▸ YOUR GOAL
Having found the line containing "like x=243, y=235." in the data below, reproduce that line and each one after it to the end, exactly, and include nothing else.
======== DATA RECORDS
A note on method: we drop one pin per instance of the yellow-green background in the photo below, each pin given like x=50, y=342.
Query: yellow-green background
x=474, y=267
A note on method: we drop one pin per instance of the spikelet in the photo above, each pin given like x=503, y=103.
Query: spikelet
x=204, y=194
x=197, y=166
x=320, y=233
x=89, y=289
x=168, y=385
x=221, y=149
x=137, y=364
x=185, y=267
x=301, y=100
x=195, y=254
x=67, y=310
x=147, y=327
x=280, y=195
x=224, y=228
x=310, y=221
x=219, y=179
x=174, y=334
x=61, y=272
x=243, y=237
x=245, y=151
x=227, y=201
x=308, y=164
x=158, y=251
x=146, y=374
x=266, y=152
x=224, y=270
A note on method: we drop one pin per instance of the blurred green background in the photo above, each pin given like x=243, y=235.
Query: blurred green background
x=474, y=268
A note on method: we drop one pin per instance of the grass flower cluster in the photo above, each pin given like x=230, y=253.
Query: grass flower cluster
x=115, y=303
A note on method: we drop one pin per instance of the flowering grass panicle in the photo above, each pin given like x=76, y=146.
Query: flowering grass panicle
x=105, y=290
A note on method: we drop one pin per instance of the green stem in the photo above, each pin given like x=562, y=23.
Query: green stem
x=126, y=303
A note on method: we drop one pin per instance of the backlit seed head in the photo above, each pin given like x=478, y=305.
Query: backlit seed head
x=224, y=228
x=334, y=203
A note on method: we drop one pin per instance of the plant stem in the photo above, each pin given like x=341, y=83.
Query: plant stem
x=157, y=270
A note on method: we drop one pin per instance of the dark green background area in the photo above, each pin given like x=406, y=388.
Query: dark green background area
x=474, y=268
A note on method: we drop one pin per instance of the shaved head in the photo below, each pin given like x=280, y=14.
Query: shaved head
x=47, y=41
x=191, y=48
================
▸ FINISHED TASK
A note on method: we drop one pin per instance of the blurred green background in the photo above, each pin given like x=243, y=235.
Query: blurred green background
x=474, y=268
A note on method: we drop one pin per instance of the grass flower cluster in the photo above, each pin given like x=230, y=253.
Query: grass flower cluster
x=115, y=303
A note on method: we drop one pin per instance of the flowering grass panicle in the photo above, each pin given like x=76, y=146.
Query: flowering grass panicle
x=105, y=290
A note on method: we drop one pin per instance of the green stem in the photo above, each pin given like x=562, y=23.
Query: green stem
x=126, y=303
A note on method: we drop one pin per instance of the backlit seed head in the photo above, each pin given like x=478, y=305.
Query: backlit seed head
x=224, y=228
x=334, y=203
A note on method: we drop one pin per instance of the plant stem in the photo above, each pin given like x=341, y=83.
Query: plant stem
x=157, y=270
A note on method: we drop one pin per instance of the dark green background area in the photo above, each pin given like x=406, y=388.
Query: dark green background area
x=474, y=268
A note on method: we drop one pin per instance of the shaved head in the photo below, each pin given like x=280, y=14.
Query: shaved head
x=47, y=41
x=191, y=48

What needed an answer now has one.